▶ **Collection entries**
————————

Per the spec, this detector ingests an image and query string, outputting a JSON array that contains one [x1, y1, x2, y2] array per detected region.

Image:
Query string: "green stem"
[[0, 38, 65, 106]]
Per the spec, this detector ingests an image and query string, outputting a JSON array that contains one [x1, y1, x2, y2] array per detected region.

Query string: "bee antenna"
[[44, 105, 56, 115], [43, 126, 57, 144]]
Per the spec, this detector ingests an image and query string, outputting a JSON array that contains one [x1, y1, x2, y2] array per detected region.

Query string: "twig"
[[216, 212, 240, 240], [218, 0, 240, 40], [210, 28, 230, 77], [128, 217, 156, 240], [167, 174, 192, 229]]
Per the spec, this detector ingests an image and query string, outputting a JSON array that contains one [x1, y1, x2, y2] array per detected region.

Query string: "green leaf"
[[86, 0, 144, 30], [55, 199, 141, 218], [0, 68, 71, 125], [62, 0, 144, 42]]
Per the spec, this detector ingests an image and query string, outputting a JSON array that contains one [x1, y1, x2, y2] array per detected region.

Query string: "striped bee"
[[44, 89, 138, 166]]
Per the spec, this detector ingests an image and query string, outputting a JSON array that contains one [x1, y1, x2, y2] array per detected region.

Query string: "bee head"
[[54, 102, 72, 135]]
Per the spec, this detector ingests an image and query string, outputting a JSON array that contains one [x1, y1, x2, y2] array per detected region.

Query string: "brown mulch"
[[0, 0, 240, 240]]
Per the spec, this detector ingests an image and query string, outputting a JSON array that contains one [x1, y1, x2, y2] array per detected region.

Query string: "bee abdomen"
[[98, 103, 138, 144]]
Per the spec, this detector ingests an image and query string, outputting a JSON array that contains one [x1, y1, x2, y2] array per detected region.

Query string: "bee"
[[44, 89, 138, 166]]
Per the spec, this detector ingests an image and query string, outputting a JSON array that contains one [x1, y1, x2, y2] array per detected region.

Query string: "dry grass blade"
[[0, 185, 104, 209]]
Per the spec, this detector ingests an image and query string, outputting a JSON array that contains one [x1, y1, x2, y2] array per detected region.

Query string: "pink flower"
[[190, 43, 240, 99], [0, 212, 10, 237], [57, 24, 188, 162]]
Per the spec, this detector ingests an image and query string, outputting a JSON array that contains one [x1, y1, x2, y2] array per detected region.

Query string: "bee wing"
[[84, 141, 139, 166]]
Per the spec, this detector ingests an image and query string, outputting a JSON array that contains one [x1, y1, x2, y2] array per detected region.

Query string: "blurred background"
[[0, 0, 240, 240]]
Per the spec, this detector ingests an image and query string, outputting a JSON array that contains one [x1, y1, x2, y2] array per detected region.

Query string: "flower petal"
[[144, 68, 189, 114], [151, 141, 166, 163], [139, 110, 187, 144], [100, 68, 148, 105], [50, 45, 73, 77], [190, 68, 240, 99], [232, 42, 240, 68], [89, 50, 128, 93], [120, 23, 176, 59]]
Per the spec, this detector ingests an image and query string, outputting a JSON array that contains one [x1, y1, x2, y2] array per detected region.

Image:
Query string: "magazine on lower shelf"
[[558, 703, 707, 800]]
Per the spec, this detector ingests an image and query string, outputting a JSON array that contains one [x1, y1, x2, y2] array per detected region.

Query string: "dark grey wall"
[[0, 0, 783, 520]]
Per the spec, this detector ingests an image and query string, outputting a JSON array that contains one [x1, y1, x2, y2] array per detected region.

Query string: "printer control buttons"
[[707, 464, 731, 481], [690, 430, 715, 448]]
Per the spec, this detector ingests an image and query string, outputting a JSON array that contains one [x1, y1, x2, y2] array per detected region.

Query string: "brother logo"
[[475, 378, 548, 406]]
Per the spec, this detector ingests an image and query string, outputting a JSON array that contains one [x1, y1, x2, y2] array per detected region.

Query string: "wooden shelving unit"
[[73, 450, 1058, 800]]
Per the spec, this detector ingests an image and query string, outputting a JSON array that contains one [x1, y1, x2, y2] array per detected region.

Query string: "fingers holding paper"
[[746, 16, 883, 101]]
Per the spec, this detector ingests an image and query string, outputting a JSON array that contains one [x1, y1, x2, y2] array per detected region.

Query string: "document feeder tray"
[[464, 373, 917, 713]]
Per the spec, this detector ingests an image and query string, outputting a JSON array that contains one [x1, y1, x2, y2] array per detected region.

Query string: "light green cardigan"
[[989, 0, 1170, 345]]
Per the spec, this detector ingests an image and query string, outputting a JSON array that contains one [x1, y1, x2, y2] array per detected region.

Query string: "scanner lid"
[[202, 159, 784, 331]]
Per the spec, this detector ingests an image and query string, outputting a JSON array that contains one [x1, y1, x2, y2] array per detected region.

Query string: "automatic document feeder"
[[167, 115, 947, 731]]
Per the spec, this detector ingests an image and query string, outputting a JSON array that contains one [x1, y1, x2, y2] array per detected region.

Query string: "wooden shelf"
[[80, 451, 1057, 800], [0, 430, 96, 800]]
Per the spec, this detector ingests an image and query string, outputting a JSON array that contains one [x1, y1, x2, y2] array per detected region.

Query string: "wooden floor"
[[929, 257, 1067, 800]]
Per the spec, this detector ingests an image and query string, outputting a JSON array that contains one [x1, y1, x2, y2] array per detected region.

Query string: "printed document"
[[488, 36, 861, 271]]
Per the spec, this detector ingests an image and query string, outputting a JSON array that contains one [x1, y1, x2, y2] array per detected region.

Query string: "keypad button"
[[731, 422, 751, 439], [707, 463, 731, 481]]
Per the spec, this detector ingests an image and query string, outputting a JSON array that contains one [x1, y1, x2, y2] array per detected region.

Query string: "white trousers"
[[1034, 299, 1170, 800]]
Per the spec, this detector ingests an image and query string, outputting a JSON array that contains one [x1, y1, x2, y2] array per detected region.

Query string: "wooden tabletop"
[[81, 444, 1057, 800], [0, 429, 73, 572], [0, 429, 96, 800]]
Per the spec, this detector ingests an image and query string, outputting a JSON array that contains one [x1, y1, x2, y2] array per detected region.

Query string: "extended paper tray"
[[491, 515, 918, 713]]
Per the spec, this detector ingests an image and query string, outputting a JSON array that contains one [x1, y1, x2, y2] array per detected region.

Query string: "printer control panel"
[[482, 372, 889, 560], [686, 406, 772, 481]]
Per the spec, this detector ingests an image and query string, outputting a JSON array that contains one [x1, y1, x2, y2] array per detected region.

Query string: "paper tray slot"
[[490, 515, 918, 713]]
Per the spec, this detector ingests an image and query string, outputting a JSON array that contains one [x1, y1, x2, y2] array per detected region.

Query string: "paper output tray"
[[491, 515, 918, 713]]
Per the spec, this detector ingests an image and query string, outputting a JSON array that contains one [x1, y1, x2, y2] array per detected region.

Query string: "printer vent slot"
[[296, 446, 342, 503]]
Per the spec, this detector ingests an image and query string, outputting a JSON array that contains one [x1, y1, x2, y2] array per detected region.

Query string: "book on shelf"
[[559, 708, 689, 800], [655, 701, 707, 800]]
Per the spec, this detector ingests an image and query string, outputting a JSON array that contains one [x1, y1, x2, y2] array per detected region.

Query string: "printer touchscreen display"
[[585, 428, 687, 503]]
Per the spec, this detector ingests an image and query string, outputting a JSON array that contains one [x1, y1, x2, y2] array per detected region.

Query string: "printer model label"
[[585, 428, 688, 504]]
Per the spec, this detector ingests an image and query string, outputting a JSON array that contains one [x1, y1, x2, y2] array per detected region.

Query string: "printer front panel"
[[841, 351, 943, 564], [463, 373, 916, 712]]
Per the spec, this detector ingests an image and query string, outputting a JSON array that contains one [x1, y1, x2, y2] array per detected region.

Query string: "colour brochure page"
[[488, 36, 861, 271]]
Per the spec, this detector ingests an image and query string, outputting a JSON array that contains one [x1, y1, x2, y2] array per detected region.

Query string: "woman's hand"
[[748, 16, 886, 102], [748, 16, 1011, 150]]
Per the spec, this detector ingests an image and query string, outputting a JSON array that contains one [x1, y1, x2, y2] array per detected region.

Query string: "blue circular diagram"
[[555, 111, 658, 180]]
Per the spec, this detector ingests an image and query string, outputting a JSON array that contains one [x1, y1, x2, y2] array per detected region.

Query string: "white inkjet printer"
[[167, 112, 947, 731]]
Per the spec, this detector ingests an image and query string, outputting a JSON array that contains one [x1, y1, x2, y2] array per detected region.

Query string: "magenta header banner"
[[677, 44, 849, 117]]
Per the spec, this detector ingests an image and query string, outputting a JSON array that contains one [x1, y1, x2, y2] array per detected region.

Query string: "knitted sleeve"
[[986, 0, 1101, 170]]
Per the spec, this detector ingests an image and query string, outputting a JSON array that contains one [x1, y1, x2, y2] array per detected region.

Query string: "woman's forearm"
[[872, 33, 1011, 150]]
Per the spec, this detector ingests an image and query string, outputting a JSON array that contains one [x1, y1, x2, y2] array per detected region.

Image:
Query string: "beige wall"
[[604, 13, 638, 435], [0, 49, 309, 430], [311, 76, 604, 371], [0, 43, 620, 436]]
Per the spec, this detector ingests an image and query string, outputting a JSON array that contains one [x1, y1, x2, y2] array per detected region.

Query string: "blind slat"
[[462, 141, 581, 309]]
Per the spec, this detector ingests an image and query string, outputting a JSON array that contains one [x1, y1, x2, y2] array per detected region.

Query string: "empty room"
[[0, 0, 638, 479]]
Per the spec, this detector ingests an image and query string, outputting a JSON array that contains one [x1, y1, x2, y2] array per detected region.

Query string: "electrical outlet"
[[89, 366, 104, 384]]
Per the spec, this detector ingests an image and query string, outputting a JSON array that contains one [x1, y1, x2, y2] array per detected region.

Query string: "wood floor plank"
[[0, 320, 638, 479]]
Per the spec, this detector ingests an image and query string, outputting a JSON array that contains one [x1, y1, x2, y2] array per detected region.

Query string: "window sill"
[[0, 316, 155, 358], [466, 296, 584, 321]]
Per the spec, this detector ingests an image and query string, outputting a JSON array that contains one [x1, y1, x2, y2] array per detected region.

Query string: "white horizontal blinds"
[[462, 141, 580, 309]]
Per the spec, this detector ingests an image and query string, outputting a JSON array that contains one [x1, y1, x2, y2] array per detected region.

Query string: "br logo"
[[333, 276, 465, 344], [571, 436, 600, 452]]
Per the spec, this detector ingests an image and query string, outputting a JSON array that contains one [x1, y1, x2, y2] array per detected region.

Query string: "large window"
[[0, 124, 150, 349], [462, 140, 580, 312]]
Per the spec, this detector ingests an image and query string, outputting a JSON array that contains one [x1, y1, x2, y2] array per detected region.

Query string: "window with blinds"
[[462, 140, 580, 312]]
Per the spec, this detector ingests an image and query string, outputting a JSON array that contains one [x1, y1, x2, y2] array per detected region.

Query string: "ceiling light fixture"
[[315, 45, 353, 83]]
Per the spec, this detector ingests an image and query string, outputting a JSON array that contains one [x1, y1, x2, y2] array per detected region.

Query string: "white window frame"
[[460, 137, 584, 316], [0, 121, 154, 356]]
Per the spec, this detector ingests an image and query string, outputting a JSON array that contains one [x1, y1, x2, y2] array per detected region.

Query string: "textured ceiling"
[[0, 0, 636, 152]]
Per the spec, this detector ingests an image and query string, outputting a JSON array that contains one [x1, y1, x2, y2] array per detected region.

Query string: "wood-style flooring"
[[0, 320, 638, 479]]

————————

▶ **WHAT YOU WILL DO**
List each line in the entries above that contains the word "feeder".

▶ **FINISHED TASK**
Query string: "document feeder tray"
Query string: "automatic document feeder"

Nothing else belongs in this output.